## Directions for this task
Convert the lines starting at the one containing "Could you point to the person" and ending at the last line into a Markdown table with the columns Row and Line, numbering each row and omitting any blank lines.

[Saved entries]
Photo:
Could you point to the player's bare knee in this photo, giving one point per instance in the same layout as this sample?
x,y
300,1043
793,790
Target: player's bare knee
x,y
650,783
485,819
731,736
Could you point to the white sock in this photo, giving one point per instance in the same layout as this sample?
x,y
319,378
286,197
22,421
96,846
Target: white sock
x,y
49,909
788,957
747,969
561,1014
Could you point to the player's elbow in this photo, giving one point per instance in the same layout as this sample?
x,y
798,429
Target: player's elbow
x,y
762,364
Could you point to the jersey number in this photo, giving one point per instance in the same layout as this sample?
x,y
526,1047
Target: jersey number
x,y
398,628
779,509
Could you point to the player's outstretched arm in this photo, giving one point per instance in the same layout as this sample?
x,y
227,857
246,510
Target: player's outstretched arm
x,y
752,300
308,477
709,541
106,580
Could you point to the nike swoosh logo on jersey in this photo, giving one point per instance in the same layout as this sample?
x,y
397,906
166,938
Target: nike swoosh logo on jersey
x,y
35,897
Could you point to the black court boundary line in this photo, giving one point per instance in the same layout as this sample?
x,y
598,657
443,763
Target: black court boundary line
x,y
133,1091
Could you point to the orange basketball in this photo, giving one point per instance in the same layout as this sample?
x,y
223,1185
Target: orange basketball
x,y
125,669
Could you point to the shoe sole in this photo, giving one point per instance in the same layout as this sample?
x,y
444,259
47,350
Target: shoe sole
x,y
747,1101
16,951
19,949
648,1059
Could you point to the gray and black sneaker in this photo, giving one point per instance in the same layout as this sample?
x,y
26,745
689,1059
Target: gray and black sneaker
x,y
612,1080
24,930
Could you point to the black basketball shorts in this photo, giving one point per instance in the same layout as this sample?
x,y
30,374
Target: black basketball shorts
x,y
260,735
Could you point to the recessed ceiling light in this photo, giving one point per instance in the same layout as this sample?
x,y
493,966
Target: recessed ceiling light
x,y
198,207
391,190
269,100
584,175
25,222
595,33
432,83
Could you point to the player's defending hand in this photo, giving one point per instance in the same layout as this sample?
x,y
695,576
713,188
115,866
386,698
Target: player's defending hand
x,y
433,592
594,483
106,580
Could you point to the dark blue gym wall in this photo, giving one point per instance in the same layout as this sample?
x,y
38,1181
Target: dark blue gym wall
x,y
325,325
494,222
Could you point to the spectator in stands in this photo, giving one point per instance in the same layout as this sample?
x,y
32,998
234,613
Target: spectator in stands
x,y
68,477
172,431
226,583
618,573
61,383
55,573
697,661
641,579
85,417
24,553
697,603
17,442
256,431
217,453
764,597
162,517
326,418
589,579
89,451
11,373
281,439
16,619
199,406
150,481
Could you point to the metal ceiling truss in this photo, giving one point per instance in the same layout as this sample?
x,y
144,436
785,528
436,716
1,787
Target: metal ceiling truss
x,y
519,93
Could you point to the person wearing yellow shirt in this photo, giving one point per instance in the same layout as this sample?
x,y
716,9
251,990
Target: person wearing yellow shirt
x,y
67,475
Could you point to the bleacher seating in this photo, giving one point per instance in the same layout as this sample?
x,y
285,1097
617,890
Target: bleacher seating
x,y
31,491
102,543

## Response to this task
| Row | Line |
|---|---|
| 1 | Could you point to the person wearing yellow shirt in this photo, giving one point per instance in the same layout as this sample? |
| 2 | x,y |
| 3 | 716,9 |
| 4 | 251,990 |
| 5 | Target: person wearing yellow shirt |
| 6 | x,y |
| 7 | 67,475 |
| 8 | Could you point to the bleacher seating in this photo, giving one point per instance in the same layout as this sample? |
| 9 | x,y |
| 10 | 285,1097 |
| 11 | 617,890 |
| 12 | Target: bleacher seating |
| 13 | x,y |
| 14 | 31,491 |
| 15 | 102,543 |